Task objective
Gather every line of the material below that contains the word "tree", and copy those lines in the order they appear.

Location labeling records
◇ ◇ ◇

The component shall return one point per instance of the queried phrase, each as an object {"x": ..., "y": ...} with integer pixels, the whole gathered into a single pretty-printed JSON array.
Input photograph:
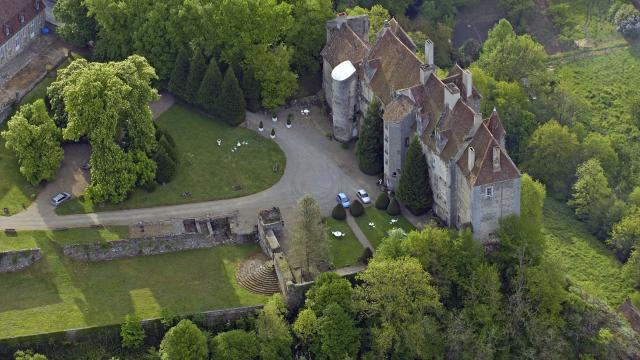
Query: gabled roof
[
  {"x": 482, "y": 172},
  {"x": 398, "y": 67},
  {"x": 11, "y": 12},
  {"x": 344, "y": 45}
]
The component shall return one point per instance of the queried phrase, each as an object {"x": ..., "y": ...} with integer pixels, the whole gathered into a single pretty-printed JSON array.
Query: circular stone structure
[{"x": 343, "y": 82}]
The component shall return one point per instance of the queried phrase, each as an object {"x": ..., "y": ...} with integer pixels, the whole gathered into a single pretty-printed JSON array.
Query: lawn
[
  {"x": 58, "y": 293},
  {"x": 27, "y": 239},
  {"x": 15, "y": 192},
  {"x": 206, "y": 170},
  {"x": 346, "y": 250},
  {"x": 382, "y": 222},
  {"x": 580, "y": 256}
]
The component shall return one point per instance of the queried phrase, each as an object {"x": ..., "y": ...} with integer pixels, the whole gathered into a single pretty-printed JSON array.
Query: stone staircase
[{"x": 258, "y": 276}]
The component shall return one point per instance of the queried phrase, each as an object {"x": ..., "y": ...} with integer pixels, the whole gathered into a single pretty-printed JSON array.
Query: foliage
[
  {"x": 76, "y": 27},
  {"x": 592, "y": 197},
  {"x": 394, "y": 207},
  {"x": 231, "y": 105},
  {"x": 554, "y": 151},
  {"x": 338, "y": 212},
  {"x": 273, "y": 331},
  {"x": 35, "y": 139},
  {"x": 308, "y": 248},
  {"x": 369, "y": 148},
  {"x": 510, "y": 57},
  {"x": 235, "y": 345},
  {"x": 414, "y": 189},
  {"x": 185, "y": 342},
  {"x": 356, "y": 209},
  {"x": 132, "y": 332},
  {"x": 197, "y": 69},
  {"x": 382, "y": 202},
  {"x": 398, "y": 300},
  {"x": 28, "y": 355},
  {"x": 329, "y": 288},
  {"x": 337, "y": 334}
]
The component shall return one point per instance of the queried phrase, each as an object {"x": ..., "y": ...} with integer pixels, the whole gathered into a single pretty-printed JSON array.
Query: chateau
[
  {"x": 474, "y": 181},
  {"x": 21, "y": 21}
]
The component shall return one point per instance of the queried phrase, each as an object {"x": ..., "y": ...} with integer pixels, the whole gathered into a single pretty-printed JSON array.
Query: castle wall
[{"x": 486, "y": 212}]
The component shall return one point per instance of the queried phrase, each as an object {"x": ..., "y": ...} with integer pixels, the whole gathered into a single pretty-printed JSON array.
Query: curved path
[{"x": 315, "y": 165}]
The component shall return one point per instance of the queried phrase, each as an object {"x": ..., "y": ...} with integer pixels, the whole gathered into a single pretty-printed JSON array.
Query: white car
[
  {"x": 60, "y": 198},
  {"x": 363, "y": 196}
]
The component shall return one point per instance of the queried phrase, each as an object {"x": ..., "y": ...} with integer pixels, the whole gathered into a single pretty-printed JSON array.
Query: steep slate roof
[
  {"x": 482, "y": 173},
  {"x": 344, "y": 45},
  {"x": 10, "y": 11},
  {"x": 398, "y": 67}
]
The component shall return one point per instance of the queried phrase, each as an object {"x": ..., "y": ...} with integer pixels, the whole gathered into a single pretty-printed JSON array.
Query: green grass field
[
  {"x": 15, "y": 192},
  {"x": 581, "y": 257},
  {"x": 206, "y": 170},
  {"x": 28, "y": 239},
  {"x": 58, "y": 293},
  {"x": 346, "y": 250},
  {"x": 382, "y": 222}
]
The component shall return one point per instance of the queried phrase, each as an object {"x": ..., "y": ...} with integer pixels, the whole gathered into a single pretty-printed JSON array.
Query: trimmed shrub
[
  {"x": 394, "y": 208},
  {"x": 382, "y": 202},
  {"x": 356, "y": 209},
  {"x": 338, "y": 212}
]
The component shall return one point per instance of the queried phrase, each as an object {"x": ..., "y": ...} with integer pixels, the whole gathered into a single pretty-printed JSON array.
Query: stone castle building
[
  {"x": 20, "y": 23},
  {"x": 474, "y": 181}
]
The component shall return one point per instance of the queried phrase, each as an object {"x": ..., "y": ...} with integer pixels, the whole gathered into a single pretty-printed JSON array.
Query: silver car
[
  {"x": 363, "y": 196},
  {"x": 60, "y": 198}
]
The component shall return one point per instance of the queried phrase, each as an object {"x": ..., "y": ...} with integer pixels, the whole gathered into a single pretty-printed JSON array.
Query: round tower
[{"x": 344, "y": 80}]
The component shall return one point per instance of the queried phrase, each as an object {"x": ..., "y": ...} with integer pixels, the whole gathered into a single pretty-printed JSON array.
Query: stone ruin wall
[{"x": 11, "y": 261}]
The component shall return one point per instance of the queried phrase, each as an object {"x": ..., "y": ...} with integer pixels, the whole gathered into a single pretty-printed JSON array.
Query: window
[{"x": 488, "y": 192}]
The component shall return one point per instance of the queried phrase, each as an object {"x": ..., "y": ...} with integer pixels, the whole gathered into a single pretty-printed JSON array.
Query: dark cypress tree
[
  {"x": 196, "y": 73},
  {"x": 209, "y": 90},
  {"x": 251, "y": 90},
  {"x": 178, "y": 80},
  {"x": 231, "y": 102},
  {"x": 370, "y": 147},
  {"x": 414, "y": 190}
]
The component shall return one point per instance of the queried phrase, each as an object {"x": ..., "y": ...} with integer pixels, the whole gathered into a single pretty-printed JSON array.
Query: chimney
[
  {"x": 425, "y": 73},
  {"x": 467, "y": 81},
  {"x": 428, "y": 52},
  {"x": 496, "y": 158},
  {"x": 472, "y": 158},
  {"x": 451, "y": 95}
]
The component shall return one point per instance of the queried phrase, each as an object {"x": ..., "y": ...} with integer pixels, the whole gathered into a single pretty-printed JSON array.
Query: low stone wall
[
  {"x": 150, "y": 246},
  {"x": 11, "y": 261}
]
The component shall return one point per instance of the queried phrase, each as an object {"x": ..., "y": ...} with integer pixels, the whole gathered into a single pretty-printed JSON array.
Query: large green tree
[
  {"x": 398, "y": 300},
  {"x": 309, "y": 247},
  {"x": 414, "y": 190},
  {"x": 553, "y": 155},
  {"x": 184, "y": 342},
  {"x": 370, "y": 147},
  {"x": 108, "y": 104},
  {"x": 76, "y": 26},
  {"x": 34, "y": 137},
  {"x": 231, "y": 104}
]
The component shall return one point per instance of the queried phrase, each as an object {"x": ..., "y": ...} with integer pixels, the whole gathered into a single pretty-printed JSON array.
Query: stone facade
[
  {"x": 12, "y": 261},
  {"x": 149, "y": 246},
  {"x": 474, "y": 181},
  {"x": 20, "y": 23}
]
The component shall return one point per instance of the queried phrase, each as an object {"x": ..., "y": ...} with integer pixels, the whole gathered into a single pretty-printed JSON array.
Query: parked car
[
  {"x": 363, "y": 196},
  {"x": 60, "y": 198},
  {"x": 344, "y": 200}
]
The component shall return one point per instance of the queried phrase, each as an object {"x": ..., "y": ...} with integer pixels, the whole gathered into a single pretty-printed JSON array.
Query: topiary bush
[
  {"x": 382, "y": 202},
  {"x": 356, "y": 209},
  {"x": 339, "y": 213},
  {"x": 394, "y": 208}
]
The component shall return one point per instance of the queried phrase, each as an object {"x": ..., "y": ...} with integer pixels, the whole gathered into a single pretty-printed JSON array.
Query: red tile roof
[{"x": 11, "y": 12}]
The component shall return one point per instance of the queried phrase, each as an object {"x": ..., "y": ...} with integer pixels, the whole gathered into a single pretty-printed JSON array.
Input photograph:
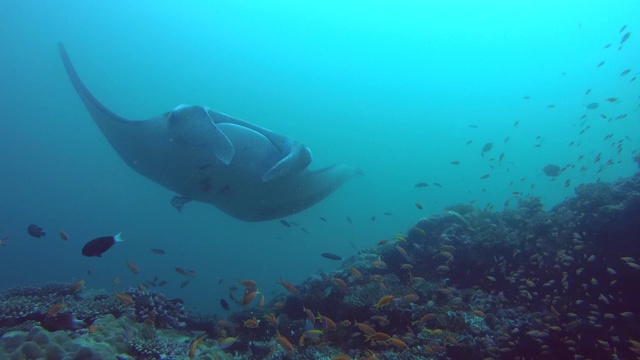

◇ ◇ ◇

Response below
Query: dark cypress tree
Query: large green tree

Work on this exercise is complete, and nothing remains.